> SOURCE:
++++
Black women are often called the backbone of the Democratic Party - the type of reliable voters that can make or break a candidate. And an overwhelming majority supported President Biden during his presidential bid. An estimated 93% voted for him in 2020. So it's little surprise that earlier this week, the president reiterated a key promise that he made on the campaign trail.


PRESIDENT JOE BIDEN: The person I will nominate will be someone with extraordinary qualifications, character, experience and integrity. And that person will be the first Black woman ever nominated to the United States Supreme Court. It's long overdue in my view.

SUMMERS: Joining me now to discuss the president's various commitments to Black voters are Arisha Hatch, vice president of Color of Change. Hey, good morning.

ARISHA HATCH: Good morning.

SUMMERS: And Nse Ufot, the executive director of the New Georgia Project. Welcome to you.

NSE UFOT: Thanks for having me.

SUMMERS: Arisha, let's start off with you. So Biden initially made the promise to nominate the first Black woman to the court back in 2020. As we remember, it was right before voting began in South Carolina for that state's primary. And he was struggling to stay afloat. What was your reaction when President Biden recommitted to that as he looks to fill Justice Stephen Breyer's post?
++++
> SHORT PROBLEM: Revise the interview transcript between "SUMMERS: Joining me" and "Welcome to you.", inclusive, putting "chief executive" wherever "executive director" appears.

> SUPPLIED ENTRIES:
++++
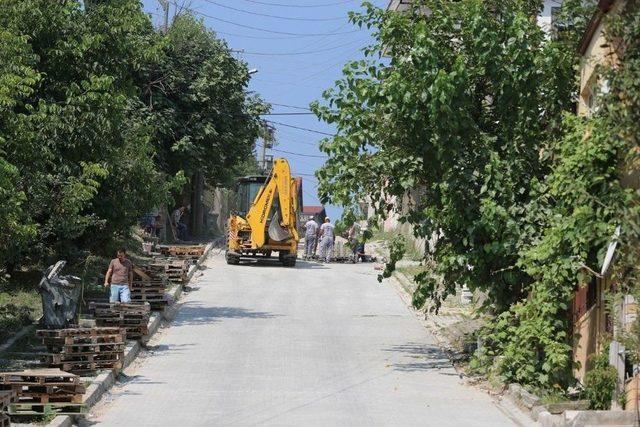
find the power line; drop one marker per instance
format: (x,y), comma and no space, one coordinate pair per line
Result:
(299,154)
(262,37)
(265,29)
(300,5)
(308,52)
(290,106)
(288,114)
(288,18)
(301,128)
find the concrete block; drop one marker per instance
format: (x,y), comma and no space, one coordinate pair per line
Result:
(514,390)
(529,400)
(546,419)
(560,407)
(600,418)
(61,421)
++++
> ANSWER TO THE EXERCISE:
SUMMERS: Joining me now to discuss the president's various commitments to Black voters are Arisha Hatch, vice president of Color of Change. Hey, good morning.

ARISHA HATCH: Good morning.

SUMMERS: And Nse Ufot, the chief executive of the New Georgia Project. Welcome to you.